Stored items:
━━━━━━━━━━
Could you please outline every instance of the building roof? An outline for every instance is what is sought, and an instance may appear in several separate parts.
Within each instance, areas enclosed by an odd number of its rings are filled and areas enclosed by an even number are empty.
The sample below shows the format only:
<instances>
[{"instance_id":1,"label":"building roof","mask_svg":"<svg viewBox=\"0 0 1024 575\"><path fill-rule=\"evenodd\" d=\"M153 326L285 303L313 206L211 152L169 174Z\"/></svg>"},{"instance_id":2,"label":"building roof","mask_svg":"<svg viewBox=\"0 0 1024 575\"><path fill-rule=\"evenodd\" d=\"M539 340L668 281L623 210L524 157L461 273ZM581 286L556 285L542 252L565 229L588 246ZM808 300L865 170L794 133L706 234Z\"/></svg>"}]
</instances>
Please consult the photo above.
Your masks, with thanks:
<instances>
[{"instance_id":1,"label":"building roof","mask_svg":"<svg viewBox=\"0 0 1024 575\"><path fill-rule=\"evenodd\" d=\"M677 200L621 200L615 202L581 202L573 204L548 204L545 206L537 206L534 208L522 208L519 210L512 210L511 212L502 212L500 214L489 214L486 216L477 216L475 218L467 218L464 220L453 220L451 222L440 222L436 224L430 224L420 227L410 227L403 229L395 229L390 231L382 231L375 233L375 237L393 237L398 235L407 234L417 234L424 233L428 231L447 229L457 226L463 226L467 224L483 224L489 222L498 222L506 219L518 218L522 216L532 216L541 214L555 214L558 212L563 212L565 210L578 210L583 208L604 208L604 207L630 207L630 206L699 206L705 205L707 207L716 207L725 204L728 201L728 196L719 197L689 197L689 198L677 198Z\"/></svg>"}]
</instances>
━━━━━━━━━━
Task objective: How many lines in the stored items above contain the string "roof"? Case matters; reply with the number alone.

Task answer: 3